Resume en dos oraciones el texto sobre la escritura de Bangs.

## TEXTO MOSTRADO
* * * *
El rollo de Bangs era, indisimuladamente, la literatura beat y el reporterismo gonzo, Bukowski, Burroughs, Hunter Thompson, a los que, como escritor, en su fuero interno –llegó de hecho a ponerlo por escrito en uno de sus muchos y caóticos textos autobiográficos, esbozos de una novela que nunca llegó a publicar– se creía superior. Y con esas armas, surfeando sobre una prosa y unas metáforas que en ocasiones se desparraman hasta el delirio, insuflando a su escritura una vivacidad y un regocijo que andan a mitad de camino entre el pirado drogado, el telepredicador afónico y el niño que juega y prueba a estirar una idea o un hallazgo verbal por el puro placer de hacerlo, a veces muy cerca de la escritura automática, conjugaba sus feroces invectivas con la reconstrucción, sobre el papel, de esos instantes en los que un disco te vuela la cabeza. En sus propias palabras: "Son instantes que recuerdas toda la vida, como el primer orgasmo real (...) Y todo el propósito, absurdo y mecánicamente persistente, de tu relación con la música grabada es la búsqueda de ese momento inestimable".
* * * *
## DATOS APORTADOS
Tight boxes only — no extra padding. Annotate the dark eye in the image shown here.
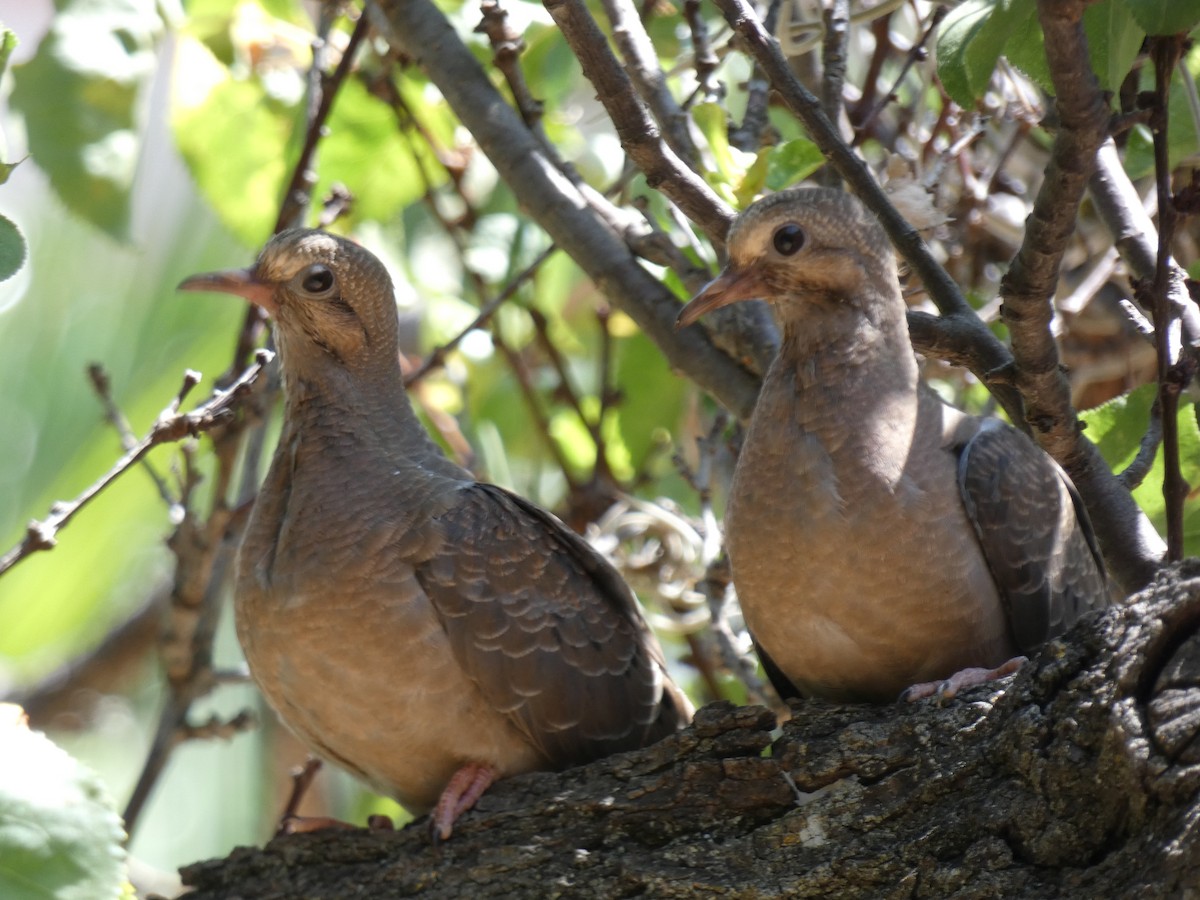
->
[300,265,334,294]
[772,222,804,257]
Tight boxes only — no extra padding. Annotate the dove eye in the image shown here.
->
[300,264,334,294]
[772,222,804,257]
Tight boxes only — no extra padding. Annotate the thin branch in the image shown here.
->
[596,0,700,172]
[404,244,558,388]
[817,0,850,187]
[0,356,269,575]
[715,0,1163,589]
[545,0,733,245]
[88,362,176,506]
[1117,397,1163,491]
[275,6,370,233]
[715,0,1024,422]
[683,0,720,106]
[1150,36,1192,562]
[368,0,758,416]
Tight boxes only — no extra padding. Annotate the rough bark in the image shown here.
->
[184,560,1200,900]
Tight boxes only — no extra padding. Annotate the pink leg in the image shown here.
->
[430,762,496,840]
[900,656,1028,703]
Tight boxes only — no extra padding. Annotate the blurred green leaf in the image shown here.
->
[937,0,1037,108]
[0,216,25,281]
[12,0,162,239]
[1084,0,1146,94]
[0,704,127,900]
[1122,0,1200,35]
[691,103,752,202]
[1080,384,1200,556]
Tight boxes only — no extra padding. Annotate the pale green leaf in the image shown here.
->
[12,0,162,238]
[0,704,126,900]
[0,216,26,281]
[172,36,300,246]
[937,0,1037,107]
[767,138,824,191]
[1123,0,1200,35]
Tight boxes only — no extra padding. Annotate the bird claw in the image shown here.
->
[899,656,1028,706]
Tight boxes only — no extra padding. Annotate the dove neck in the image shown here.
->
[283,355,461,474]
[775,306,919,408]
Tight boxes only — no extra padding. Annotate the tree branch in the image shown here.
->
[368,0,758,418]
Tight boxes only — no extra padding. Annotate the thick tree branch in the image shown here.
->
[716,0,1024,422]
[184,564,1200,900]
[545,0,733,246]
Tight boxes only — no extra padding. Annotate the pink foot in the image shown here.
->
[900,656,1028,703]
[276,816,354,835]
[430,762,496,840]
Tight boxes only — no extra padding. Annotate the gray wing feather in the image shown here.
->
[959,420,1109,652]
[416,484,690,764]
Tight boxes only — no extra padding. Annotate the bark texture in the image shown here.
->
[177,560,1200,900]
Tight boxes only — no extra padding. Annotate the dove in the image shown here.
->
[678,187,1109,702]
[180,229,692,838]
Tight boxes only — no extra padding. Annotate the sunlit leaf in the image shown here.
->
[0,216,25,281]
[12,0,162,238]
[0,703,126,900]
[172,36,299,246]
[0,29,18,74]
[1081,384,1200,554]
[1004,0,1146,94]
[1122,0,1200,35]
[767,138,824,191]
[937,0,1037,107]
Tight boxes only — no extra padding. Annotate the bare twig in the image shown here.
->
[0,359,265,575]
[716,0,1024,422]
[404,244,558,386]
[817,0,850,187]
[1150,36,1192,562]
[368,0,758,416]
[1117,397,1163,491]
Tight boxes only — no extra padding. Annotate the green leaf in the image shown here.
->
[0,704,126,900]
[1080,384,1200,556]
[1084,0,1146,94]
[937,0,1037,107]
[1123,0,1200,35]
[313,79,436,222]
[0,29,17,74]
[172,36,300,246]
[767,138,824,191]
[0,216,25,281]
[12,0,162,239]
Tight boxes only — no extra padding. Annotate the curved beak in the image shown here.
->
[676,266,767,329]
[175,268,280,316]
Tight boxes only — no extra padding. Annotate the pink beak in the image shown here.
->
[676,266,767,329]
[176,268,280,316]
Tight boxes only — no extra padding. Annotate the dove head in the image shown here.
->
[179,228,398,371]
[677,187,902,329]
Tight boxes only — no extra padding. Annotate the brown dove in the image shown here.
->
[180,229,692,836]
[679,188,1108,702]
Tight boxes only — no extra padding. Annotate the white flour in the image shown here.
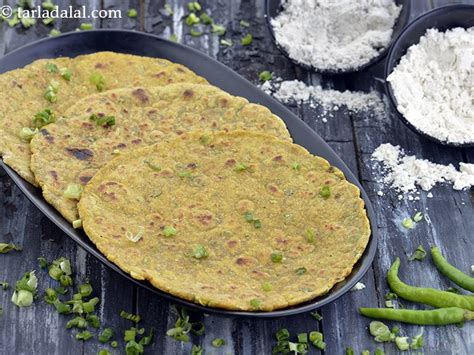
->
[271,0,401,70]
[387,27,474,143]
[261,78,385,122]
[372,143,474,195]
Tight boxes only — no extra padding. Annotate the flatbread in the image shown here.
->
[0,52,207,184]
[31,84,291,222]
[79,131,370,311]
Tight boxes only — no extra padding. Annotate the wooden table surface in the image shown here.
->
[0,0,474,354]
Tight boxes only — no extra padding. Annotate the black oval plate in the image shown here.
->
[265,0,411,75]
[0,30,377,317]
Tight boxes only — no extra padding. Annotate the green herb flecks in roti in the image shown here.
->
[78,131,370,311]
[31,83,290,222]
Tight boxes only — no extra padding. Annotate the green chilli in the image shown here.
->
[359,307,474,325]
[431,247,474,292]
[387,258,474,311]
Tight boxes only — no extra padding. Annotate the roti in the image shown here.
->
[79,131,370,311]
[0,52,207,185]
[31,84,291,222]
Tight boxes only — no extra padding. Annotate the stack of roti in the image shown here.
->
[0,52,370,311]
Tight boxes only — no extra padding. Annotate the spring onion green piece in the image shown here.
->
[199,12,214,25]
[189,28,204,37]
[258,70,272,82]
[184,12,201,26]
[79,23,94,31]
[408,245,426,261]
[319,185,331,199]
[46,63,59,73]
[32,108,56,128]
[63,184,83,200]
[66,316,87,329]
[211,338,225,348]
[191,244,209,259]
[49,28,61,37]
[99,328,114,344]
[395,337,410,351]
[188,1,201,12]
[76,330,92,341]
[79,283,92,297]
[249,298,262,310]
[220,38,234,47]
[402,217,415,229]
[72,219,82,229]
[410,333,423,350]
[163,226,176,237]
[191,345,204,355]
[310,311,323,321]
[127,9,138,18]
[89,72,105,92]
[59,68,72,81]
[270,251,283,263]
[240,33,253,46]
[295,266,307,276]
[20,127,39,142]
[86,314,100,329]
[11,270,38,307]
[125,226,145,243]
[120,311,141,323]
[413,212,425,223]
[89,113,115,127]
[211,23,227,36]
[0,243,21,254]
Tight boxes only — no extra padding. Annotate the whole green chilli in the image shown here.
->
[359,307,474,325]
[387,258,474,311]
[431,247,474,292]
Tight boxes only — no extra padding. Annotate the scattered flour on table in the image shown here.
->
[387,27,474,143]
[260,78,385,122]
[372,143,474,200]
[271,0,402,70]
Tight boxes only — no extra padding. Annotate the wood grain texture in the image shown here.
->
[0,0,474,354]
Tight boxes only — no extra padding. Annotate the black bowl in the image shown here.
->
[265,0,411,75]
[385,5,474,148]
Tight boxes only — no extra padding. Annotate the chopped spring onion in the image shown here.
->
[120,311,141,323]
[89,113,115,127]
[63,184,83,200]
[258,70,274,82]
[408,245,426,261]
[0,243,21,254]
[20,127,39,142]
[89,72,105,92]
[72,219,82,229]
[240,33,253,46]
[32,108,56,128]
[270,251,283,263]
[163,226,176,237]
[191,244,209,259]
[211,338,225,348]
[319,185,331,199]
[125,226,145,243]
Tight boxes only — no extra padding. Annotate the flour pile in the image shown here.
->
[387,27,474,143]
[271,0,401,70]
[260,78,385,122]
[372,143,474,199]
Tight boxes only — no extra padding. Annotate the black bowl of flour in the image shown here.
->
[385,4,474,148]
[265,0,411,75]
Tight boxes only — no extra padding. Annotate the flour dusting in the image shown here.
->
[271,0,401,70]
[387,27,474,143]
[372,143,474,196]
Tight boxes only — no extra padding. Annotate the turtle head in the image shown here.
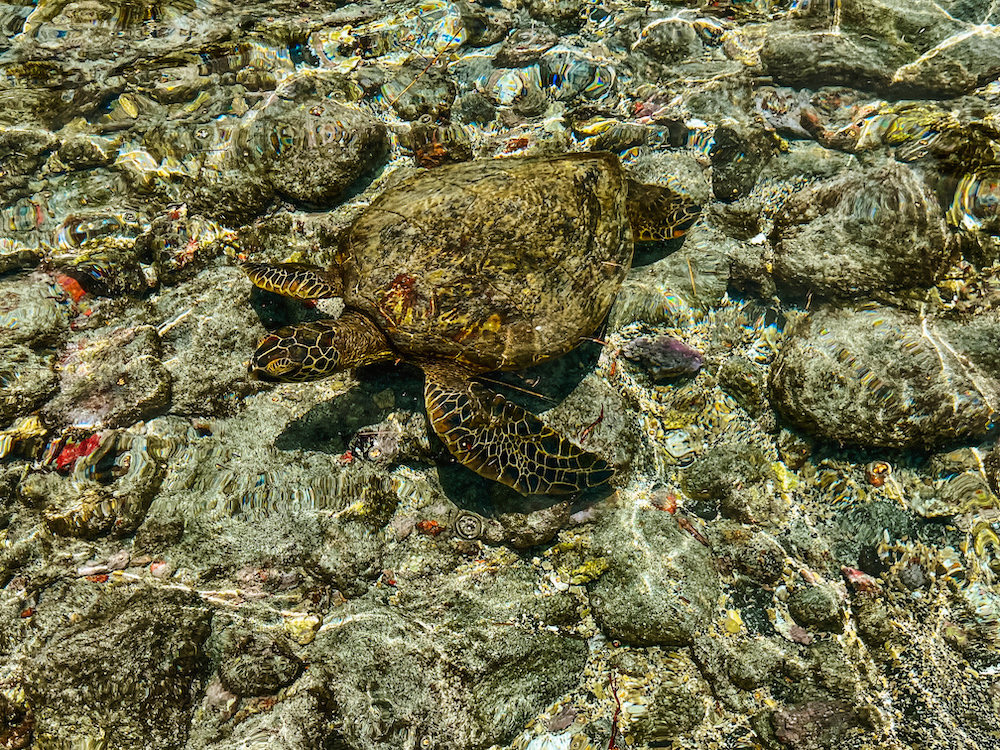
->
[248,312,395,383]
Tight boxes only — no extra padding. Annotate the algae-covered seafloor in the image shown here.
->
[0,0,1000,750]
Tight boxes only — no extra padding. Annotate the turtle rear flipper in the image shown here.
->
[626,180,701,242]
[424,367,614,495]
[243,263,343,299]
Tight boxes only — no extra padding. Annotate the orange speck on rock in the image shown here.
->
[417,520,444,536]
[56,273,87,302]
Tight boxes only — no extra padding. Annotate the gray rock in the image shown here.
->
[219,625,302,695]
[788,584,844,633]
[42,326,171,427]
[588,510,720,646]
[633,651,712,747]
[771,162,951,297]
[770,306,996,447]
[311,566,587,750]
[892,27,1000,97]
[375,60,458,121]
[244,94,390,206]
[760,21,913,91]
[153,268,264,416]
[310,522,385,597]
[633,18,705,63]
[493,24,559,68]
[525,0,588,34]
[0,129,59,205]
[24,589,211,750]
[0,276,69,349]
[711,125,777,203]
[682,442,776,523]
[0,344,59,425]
* * * *
## SOLUCIÓN DESARROLLADA
Bangs se inspiraba abiertamente en la literatura beat y el reporterismo gonzo de Bukowski, Burroughs y Hunter Thompson, aunque en su fuero interno se creía superior a ellos como escritor. Con una prosa desbordada y llena de vivacidad, combinaba feroces invectivas con la reconstrucción de esos instantes en que un disco te vuela la cabeza, cuya búsqueda, según él, es todo el propósito de la relación con la música grabada.